Work to be completed = In the data that follows, find each line containing "below" and copy it.

**** Provided records

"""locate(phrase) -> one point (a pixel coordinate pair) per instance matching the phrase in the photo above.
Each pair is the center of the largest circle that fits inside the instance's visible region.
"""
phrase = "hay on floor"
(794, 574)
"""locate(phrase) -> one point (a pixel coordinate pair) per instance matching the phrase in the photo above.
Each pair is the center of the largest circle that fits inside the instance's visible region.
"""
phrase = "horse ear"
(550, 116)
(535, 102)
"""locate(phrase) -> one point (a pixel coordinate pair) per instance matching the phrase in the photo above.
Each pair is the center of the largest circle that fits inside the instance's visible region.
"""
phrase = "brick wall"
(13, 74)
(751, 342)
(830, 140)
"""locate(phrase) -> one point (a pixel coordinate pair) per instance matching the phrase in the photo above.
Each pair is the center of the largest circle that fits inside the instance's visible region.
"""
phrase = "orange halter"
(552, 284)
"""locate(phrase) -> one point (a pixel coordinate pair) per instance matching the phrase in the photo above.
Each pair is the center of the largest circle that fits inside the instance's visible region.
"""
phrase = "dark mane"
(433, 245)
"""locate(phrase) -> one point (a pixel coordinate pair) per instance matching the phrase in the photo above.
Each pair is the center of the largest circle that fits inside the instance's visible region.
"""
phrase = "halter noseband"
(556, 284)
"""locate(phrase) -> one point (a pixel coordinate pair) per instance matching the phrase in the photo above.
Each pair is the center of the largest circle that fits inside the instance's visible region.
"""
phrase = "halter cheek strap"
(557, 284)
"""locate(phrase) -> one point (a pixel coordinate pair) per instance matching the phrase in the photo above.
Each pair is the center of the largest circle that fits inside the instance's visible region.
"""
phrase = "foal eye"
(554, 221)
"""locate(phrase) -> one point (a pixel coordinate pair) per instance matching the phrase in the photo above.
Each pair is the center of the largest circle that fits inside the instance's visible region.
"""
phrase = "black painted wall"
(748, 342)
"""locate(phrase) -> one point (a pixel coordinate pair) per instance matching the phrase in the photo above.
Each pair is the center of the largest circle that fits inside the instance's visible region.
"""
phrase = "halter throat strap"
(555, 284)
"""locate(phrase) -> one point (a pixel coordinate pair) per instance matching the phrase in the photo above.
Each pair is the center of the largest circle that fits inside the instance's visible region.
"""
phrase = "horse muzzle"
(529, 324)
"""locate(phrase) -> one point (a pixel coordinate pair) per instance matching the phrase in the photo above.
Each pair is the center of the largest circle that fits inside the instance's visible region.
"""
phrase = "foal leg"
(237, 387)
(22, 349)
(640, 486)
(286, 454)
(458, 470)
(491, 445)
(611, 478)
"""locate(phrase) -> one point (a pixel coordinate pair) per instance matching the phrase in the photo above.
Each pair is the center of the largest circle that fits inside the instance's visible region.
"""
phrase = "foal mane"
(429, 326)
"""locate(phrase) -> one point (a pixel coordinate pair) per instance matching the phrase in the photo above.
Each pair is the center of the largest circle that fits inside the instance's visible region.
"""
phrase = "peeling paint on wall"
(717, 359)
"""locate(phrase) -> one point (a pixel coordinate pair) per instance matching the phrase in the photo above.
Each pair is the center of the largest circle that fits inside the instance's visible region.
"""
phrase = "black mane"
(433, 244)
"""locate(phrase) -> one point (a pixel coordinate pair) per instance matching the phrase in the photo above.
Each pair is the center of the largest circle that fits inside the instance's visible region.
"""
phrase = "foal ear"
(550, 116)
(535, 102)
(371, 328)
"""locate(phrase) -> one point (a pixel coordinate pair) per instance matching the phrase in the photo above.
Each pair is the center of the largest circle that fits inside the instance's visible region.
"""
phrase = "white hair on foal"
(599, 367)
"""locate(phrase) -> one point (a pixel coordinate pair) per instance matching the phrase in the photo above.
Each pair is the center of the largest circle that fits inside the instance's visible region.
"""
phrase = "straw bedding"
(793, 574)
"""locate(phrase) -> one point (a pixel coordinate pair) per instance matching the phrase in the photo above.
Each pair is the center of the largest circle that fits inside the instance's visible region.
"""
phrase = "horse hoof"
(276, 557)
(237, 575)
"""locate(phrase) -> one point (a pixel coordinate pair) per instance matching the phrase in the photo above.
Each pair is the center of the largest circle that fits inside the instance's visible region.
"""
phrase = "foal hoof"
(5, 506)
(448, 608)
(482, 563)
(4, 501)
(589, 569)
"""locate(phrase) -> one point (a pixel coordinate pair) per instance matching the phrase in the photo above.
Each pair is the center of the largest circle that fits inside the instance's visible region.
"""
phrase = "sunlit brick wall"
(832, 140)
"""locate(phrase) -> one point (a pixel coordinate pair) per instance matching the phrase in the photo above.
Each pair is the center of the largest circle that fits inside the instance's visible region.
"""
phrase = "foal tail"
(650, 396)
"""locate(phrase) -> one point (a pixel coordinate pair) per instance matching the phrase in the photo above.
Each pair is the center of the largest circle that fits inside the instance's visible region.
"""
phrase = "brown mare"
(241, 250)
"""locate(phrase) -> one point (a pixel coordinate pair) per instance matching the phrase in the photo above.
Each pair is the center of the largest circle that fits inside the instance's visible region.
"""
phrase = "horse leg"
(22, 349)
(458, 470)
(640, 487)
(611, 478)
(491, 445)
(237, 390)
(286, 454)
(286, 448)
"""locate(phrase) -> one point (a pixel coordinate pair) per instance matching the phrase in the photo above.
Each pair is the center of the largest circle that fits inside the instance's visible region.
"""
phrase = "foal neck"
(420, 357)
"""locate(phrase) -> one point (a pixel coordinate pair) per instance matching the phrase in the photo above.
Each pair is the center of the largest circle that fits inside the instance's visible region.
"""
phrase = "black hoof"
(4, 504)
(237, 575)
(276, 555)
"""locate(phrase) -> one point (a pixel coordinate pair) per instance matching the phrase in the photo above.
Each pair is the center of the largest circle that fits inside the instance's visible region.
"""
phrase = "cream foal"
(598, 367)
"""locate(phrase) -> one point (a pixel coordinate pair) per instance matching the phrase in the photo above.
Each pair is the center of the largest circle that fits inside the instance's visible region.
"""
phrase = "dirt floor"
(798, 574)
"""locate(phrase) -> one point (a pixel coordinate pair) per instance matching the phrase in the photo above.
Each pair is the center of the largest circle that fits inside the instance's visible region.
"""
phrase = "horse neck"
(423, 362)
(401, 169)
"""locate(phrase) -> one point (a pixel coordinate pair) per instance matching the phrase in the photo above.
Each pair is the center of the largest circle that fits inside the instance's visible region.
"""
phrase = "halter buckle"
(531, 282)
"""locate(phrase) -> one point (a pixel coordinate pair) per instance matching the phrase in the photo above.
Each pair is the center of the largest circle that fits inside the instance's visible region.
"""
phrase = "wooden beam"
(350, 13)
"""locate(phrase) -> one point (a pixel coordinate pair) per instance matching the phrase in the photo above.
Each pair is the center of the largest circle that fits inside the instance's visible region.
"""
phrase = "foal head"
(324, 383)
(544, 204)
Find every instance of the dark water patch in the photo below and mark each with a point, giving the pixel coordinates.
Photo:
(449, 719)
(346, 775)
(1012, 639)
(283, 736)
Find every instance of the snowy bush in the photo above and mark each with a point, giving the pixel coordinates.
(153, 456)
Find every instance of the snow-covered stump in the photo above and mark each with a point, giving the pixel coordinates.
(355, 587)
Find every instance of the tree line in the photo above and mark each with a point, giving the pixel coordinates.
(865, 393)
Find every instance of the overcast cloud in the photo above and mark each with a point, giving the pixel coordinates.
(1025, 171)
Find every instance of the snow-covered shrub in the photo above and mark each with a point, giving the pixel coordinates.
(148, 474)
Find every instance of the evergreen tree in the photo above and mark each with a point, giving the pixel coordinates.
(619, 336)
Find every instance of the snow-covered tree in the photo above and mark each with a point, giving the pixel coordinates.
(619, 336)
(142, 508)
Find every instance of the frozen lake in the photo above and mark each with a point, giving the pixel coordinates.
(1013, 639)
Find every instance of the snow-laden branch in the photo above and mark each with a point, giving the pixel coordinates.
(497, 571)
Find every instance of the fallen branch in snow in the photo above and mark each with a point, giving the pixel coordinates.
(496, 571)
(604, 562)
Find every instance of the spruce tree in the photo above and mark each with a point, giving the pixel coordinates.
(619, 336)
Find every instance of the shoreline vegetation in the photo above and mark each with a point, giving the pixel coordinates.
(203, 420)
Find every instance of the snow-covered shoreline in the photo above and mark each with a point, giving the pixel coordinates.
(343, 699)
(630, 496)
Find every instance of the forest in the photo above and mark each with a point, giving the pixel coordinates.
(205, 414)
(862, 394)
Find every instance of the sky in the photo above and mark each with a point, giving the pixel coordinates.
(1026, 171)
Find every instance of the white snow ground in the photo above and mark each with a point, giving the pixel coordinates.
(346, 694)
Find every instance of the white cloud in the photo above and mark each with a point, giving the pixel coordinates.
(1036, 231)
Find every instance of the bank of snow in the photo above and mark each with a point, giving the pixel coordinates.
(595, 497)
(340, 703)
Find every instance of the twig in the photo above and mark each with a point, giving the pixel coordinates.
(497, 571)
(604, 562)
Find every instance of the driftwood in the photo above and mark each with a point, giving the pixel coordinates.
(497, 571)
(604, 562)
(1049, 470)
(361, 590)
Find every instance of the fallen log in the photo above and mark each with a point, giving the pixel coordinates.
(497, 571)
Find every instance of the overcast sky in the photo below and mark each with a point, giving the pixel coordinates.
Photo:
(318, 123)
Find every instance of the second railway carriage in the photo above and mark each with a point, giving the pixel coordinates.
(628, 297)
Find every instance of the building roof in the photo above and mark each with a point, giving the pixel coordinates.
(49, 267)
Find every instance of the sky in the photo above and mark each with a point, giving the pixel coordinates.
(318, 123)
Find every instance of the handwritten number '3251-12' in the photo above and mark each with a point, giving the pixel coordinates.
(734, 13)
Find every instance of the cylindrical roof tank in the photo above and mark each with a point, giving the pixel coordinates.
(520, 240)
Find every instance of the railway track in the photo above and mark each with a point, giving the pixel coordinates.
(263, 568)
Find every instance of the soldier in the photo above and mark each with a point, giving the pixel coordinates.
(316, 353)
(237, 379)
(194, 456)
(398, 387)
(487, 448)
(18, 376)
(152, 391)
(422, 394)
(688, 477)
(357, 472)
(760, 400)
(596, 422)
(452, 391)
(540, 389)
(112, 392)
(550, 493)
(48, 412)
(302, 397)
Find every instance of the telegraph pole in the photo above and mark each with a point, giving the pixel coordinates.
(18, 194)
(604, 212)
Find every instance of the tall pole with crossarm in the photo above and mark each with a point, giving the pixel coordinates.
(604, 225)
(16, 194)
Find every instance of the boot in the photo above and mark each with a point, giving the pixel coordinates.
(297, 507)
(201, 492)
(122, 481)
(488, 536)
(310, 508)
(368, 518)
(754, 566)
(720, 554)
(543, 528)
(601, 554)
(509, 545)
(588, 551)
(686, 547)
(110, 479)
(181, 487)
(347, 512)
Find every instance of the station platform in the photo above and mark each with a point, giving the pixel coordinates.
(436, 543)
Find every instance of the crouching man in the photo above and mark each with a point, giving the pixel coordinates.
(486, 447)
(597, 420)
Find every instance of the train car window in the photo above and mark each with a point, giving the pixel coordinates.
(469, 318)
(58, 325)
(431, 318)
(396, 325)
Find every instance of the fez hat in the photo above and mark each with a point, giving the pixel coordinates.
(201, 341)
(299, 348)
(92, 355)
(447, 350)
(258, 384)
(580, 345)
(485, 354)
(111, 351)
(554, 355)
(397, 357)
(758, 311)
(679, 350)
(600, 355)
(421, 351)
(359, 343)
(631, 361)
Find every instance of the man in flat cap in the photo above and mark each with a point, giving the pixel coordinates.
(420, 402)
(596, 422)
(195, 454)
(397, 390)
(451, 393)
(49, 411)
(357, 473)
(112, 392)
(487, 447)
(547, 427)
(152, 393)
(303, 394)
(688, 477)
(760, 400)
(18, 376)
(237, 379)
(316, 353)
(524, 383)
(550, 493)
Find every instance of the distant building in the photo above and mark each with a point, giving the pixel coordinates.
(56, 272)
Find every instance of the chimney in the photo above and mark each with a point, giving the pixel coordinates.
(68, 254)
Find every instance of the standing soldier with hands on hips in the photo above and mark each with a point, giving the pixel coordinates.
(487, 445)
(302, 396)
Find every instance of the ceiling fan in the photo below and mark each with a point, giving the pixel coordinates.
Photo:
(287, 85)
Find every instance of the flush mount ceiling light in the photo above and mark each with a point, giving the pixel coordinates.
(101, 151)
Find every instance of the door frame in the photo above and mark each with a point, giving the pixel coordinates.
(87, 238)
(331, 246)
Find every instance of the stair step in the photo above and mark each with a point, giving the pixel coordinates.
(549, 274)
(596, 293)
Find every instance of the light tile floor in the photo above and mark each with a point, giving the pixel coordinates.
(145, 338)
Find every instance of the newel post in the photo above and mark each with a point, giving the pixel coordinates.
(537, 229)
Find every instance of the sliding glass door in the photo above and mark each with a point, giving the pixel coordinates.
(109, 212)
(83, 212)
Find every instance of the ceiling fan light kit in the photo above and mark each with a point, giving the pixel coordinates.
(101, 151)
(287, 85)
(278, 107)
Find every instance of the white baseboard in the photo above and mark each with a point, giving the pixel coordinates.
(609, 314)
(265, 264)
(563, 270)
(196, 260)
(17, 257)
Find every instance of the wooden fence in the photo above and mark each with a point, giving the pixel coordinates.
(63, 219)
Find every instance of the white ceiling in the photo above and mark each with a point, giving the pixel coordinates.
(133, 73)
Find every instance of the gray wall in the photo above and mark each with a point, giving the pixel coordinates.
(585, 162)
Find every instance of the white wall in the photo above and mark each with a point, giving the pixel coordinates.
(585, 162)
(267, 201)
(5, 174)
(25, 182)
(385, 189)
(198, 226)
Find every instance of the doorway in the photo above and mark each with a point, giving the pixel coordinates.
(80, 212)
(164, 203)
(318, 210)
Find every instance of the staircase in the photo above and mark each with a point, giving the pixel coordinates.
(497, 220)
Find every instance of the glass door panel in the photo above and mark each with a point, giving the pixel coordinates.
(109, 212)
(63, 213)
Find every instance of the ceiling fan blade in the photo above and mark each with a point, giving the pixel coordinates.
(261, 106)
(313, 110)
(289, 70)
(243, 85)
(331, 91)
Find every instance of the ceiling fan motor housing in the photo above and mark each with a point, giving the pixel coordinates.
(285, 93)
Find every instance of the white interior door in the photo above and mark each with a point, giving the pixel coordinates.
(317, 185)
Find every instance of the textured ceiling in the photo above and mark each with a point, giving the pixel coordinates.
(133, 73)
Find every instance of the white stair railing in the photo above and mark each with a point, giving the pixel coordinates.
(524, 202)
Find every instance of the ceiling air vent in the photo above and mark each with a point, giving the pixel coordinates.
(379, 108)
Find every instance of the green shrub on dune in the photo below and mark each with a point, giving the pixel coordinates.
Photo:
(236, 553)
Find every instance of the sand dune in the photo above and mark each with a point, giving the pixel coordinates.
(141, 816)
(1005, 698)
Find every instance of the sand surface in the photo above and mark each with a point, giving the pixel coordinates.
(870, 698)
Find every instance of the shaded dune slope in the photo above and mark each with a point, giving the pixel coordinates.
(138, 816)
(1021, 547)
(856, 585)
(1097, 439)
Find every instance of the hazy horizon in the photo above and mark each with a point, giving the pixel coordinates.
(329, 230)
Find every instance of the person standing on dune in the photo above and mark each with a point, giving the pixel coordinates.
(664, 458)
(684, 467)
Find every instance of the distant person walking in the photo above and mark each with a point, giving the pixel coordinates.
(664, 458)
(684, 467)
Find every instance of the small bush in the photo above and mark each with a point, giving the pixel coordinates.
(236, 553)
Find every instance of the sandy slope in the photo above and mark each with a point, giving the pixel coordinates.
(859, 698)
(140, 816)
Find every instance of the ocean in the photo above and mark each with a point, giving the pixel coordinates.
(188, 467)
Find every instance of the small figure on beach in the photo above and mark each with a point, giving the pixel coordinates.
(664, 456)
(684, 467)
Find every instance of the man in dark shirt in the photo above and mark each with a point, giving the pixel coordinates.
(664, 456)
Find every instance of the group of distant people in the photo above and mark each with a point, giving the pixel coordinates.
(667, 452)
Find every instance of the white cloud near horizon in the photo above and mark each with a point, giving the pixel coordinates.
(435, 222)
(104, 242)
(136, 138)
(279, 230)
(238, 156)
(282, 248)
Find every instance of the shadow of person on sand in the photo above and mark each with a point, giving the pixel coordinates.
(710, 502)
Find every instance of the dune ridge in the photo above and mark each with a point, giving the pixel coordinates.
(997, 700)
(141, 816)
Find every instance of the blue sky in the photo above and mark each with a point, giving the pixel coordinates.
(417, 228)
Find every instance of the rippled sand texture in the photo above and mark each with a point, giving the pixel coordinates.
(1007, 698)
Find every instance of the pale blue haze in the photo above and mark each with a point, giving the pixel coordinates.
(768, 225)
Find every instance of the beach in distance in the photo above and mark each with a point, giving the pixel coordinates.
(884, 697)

********

Answer =
Find every instance of the dark water patch in the photo below and mark each with a point, giving the pixel coordinates.
Find every instance of the overcast sky in the photo below and mark each with a point, giving the pixel coordinates.
Find every instance of the ceiling fan in the photo below and mark each with a point, giving the pixel coordinates.
Find every instance of the green shrub on dune in the photo below and mark each with a point, giving the pixel coordinates.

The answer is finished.